▶ _Stated task_
In the material below, swap "most grateful" for "truly grateful" everywhere it occurs and leave everything else unchanged. Write the material out again with that substitution, but omit the pictures.

** Begin Data rows **

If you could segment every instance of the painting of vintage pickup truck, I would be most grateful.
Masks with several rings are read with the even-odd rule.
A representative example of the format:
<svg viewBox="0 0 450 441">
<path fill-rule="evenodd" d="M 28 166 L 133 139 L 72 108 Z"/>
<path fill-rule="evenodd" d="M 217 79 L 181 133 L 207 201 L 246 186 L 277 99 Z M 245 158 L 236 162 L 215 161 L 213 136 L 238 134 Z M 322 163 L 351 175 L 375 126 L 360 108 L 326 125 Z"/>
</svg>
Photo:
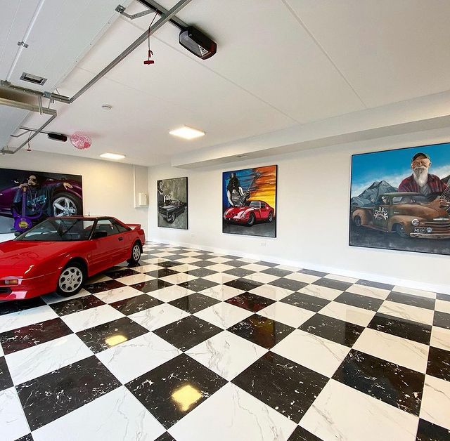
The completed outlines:
<svg viewBox="0 0 450 441">
<path fill-rule="evenodd" d="M 450 255 L 450 144 L 352 158 L 351 246 Z"/>
</svg>

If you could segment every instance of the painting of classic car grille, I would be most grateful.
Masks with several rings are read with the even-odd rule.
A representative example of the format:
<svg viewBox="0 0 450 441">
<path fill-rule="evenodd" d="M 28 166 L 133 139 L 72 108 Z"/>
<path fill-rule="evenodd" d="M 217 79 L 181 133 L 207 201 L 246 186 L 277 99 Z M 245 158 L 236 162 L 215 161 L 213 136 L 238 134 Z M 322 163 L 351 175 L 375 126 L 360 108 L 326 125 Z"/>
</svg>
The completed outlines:
<svg viewBox="0 0 450 441">
<path fill-rule="evenodd" d="M 0 233 L 23 232 L 49 216 L 82 214 L 82 176 L 0 169 Z"/>
<path fill-rule="evenodd" d="M 450 143 L 352 157 L 349 244 L 450 255 Z"/>
<path fill-rule="evenodd" d="M 276 237 L 276 166 L 225 171 L 222 231 Z"/>
<path fill-rule="evenodd" d="M 188 229 L 188 178 L 157 181 L 158 226 Z"/>
</svg>

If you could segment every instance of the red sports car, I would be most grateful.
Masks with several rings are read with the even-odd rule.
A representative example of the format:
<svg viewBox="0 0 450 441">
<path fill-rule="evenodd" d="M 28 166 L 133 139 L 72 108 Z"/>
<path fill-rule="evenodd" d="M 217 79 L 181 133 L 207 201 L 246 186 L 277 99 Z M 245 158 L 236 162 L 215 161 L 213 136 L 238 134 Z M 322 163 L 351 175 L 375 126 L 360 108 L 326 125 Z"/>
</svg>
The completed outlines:
<svg viewBox="0 0 450 441">
<path fill-rule="evenodd" d="M 145 242 L 140 225 L 112 217 L 48 218 L 0 244 L 0 300 L 76 294 L 87 277 L 136 263 Z"/>
<path fill-rule="evenodd" d="M 232 206 L 224 213 L 226 222 L 234 222 L 251 227 L 255 222 L 271 222 L 275 210 L 264 201 L 246 201 L 242 206 Z"/>
</svg>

** End Data rows **

▶ _The reply_
If you could segment every instance of the painting of vintage pickup truck, I would be truly grateful.
Masks with several rings are read with the even-odd rule.
A representative example of the format:
<svg viewBox="0 0 450 441">
<path fill-rule="evenodd" d="M 28 166 L 133 139 L 72 108 Z"/>
<path fill-rule="evenodd" d="M 217 79 L 181 133 L 207 201 L 246 186 L 277 99 Z M 245 158 L 236 162 L 215 161 L 213 136 L 238 134 Z M 322 163 L 351 175 L 375 126 L 360 108 L 326 125 Z"/>
</svg>
Photo:
The completed outlines:
<svg viewBox="0 0 450 441">
<path fill-rule="evenodd" d="M 450 255 L 450 144 L 352 158 L 351 246 Z"/>
</svg>

If you could segment every instance of the painting of classic car grille, I would be truly grateful.
Masks with several rings are read with the even-odd rule.
A representative example of the format:
<svg viewBox="0 0 450 441">
<path fill-rule="evenodd" d="M 28 166 L 133 139 L 72 108 Z"/>
<path fill-rule="evenodd" d="M 217 79 L 181 133 L 207 201 L 246 186 L 277 99 Z M 245 158 L 236 162 L 215 161 L 213 136 L 238 134 Z M 322 163 L 351 175 L 375 126 L 360 108 L 326 125 Z"/>
</svg>
The completed outlines:
<svg viewBox="0 0 450 441">
<path fill-rule="evenodd" d="M 0 233 L 23 232 L 49 216 L 82 214 L 82 176 L 0 169 Z"/>
<path fill-rule="evenodd" d="M 450 143 L 352 157 L 349 244 L 450 255 Z"/>
<path fill-rule="evenodd" d="M 276 237 L 276 166 L 225 171 L 222 231 Z"/>
<path fill-rule="evenodd" d="M 188 229 L 188 178 L 157 181 L 158 226 Z"/>
</svg>

If you could segment every instance of the red sports car, I would be truly grateful.
Masks with several rings are read with the even-odd rule.
A representative example of the format:
<svg viewBox="0 0 450 441">
<path fill-rule="evenodd" d="M 28 166 L 133 139 L 72 108 Z"/>
<path fill-rule="evenodd" d="M 217 79 L 181 133 L 207 201 L 246 186 L 277 99 Z M 245 158 L 236 162 L 215 161 L 213 136 L 238 134 Z M 322 163 L 351 175 L 375 126 L 360 108 L 326 125 Z"/>
</svg>
The completed outlines:
<svg viewBox="0 0 450 441">
<path fill-rule="evenodd" d="M 145 242 L 140 225 L 112 217 L 48 218 L 0 244 L 0 300 L 76 294 L 87 277 L 136 263 Z"/>
<path fill-rule="evenodd" d="M 232 206 L 224 213 L 226 222 L 234 222 L 251 227 L 255 222 L 271 222 L 275 210 L 264 201 L 246 201 L 242 206 Z"/>
</svg>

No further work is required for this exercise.